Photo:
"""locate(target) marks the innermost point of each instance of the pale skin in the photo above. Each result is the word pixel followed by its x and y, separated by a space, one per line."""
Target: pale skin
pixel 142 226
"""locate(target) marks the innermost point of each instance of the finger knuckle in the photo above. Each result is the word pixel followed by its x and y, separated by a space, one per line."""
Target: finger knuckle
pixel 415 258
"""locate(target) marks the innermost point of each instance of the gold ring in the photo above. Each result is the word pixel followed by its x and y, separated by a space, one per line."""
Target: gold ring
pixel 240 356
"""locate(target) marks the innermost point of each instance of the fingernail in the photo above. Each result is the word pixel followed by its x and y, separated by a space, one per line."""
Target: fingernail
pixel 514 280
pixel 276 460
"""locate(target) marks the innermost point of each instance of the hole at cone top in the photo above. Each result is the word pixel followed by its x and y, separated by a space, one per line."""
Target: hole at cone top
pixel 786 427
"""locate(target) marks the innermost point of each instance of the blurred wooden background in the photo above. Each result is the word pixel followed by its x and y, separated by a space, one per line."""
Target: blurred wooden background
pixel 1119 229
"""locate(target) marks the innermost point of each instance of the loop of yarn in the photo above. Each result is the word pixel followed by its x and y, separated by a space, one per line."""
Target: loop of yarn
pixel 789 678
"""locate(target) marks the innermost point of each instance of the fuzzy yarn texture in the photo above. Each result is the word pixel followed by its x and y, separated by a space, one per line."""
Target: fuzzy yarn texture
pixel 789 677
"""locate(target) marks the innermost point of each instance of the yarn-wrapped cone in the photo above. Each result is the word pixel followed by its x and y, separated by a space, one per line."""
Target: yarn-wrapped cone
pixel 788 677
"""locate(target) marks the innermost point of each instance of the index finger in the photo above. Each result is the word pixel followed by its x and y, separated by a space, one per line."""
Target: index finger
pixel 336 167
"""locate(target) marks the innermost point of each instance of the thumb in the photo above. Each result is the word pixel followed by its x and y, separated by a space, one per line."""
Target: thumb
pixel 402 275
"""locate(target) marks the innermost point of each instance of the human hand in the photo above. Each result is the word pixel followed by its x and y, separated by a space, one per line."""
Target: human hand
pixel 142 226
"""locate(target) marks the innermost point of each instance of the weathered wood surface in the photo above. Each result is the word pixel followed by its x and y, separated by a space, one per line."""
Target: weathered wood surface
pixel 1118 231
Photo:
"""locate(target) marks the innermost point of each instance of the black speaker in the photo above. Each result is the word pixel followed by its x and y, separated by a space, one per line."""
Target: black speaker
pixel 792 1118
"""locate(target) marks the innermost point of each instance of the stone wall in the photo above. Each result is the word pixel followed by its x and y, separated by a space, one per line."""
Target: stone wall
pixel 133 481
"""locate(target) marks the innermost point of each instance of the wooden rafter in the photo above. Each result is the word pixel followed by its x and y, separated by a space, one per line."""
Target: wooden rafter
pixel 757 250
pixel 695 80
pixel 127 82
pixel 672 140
━━━
Objective -
Switch each "innermost" in the entries to "central" and write out all the entries again, leaving everything else unchanged.

Solution to the exercise -
Photo:
"""locate(target) marks the central point of each instance of the pale skin in the photo above. Each result is the word pixel followed by its x and y, separated by a space, one per line."""
Target: pale skin
pixel 142 226
"""locate(target) marks the central point of each instance of the finger knuckle in the photo above. Each result is the word pixel followed by its x and y, separated by a space, one per line."""
Target: finger knuckle
pixel 415 258
"""locate(target) marks the central point of each instance of the gold ring in the photo above. Each result is the word pixel followed by its x and y, separated by a space, one per line."""
Target: gold ring
pixel 240 356
"""locate(target) marks the central point of each instance of the fingernail in the photo above. Each result is the word pixel followed by its x and y, separated by a space, one per line."""
Target: fingernail
pixel 514 280
pixel 276 460
"""locate(target) marks the central point of each instance of the hole at cone top in the photo above. Each result is the word pixel followed by its x and y, separated by a space, one per line."""
Target: hole at cone top
pixel 786 427
"""locate(target) marks the central point of each instance of the blurred wooden background in the photo above. Each result is the word pixel followed by its x and y, separated by a space, one per line."""
Target: blurred wooden background
pixel 1119 229
"""locate(target) marks the central point of each instance of the loop of yarn in the photo above. Each result is the word pixel followed by its x and y, separated by a space, one per line."""
Target: loop of yarn
pixel 789 678
"""locate(target) marks the central point of each instance of the fuzzy yarn texture in the photo above. Each result is the word pixel followed by its x and y, separated by a space, one per line."""
Target: fuzzy yarn texture
pixel 789 677
"""locate(target) marks the central point of each instance of the yarn-wrapped cone in the photo above. Each result is the word pixel followed by its x and y, separated by a space, one per line."""
Target: yarn-wrapped cone
pixel 788 677
"""locate(target) marks the central point of each instance of the index finger in the photo above. Each result is the word pixel followed by its x and y, separated by a space, one per line."""
Target: index finger
pixel 336 167
"""locate(target) marks the central point of each instance of the thumb in the photo above. Each result is the word pixel followed by its x and y, separated by a space, one per line."""
Target: thumb
pixel 402 275
"""locate(target) marks the central point of each instance of the human hand in the photo above. Each result is the word pixel followed by its x and y, separated by a space, one per line."""
Target: human hand
pixel 142 226
"""locate(target) marks the central point of each instance of the weathered wood surface in the photo above. Each result is the word pixel followed by its x and y, separated by a space, one per line."""
Target: weathered wood surface
pixel 1118 231
Photo:
"""locate(target) marks the central point of each instance of the black speaker in the photo above. Each result is the word pixel followed by its x and y, separated by a space, one per line."""
Target: black speaker
pixel 792 1118
"""locate(target) marks the central point of each instance of the stone wall in the photo above. Each result is the word pixel followed by its x and y, separated by a space, one per line."""
Target: stone wall
pixel 133 481
"""locate(target) marks the central point of each instance of the wooden rafter in the photo above. Each result is the word pixel followed by its x and y, separated by a space, one per line."""
Target: wooden rafter
pixel 757 250
pixel 695 80
pixel 127 82
pixel 672 140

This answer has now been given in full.